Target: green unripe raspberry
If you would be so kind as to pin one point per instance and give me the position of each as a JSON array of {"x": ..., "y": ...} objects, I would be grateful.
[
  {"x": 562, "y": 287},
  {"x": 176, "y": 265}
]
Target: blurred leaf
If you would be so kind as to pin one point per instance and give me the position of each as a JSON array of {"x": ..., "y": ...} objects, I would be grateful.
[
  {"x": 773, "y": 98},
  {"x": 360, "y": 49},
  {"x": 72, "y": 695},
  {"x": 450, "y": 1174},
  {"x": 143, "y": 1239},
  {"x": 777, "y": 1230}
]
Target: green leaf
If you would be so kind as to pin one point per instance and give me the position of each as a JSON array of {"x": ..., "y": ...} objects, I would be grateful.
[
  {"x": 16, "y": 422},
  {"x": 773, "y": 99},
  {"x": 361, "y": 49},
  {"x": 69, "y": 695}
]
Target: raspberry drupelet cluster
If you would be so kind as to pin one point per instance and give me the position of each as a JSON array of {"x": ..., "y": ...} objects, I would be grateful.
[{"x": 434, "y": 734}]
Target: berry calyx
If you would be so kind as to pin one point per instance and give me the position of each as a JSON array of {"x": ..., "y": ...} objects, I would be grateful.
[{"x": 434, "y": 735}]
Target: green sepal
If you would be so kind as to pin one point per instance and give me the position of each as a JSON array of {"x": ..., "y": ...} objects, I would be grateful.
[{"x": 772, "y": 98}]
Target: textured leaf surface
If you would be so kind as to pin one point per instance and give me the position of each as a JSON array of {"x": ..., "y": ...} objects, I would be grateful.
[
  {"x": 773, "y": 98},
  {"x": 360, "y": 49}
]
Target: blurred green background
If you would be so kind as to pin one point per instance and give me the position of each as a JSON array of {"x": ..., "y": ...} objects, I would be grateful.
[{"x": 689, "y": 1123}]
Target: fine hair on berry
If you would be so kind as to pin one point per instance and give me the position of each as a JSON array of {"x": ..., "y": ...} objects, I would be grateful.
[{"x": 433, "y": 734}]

> **EXERCISE**: Each entry should be duplicated exactly as it was given.

> **SOLUTION FOR THIS PROBLEM**:
Target: green unripe raspberry
If you would be so kind as to pin one point per instance and give me the position of each as a JSON array of {"x": ..., "y": ...} objects, I would be grateful.
[
  {"x": 562, "y": 287},
  {"x": 176, "y": 265}
]
Target: blurred leaf
If you would be so kind as to pin one point per instance and give me the position of each as a JSON array of {"x": ..., "y": ...} objects, I would be grateful.
[
  {"x": 773, "y": 98},
  {"x": 360, "y": 49},
  {"x": 72, "y": 695},
  {"x": 450, "y": 1174},
  {"x": 143, "y": 1239},
  {"x": 777, "y": 1230}
]
Target: green leaf
If you would be so kind as to pin one point per instance and give me the position of each as a JSON array of {"x": ..., "y": ...} objects, I would be grateful.
[
  {"x": 16, "y": 422},
  {"x": 773, "y": 99},
  {"x": 361, "y": 49},
  {"x": 69, "y": 695}
]
Target: raspberry drupelet cluster
If you would be so kind as to pin one point per instance and give me the position of each as a JSON array of {"x": ..., "y": ...} objects, I would be grateful.
[{"x": 434, "y": 734}]
Target: berry calyx
If you would be so kind as to pin one point per instance and give me the position of each as a JSON array of {"x": ..., "y": ...} objects, I would be grateful.
[{"x": 434, "y": 735}]
Target: green sepal
If you would be so kind as to pin one point per instance and give me the position of each as a JSON array of {"x": ..., "y": ...} objects, I would be grateful.
[{"x": 772, "y": 98}]
Target: textured leaf surface
If you would be so kind as to pin one point per instance and give me the position of each as a JSON array of {"x": ..., "y": ...} objects, I would be grateful.
[
  {"x": 773, "y": 98},
  {"x": 360, "y": 49}
]
Target: blurred green background
If you would be so kind as to pin one point per instance and give me the position of each as a JSON array of {"x": ..., "y": ...} objects, I would be grateful.
[{"x": 689, "y": 1123}]
Target: fine hair on berry
If you would be so kind as to pin one point per instance and give me the position of each as a JSON array of {"x": ..., "y": ...} objects, I would be grateful.
[{"x": 433, "y": 734}]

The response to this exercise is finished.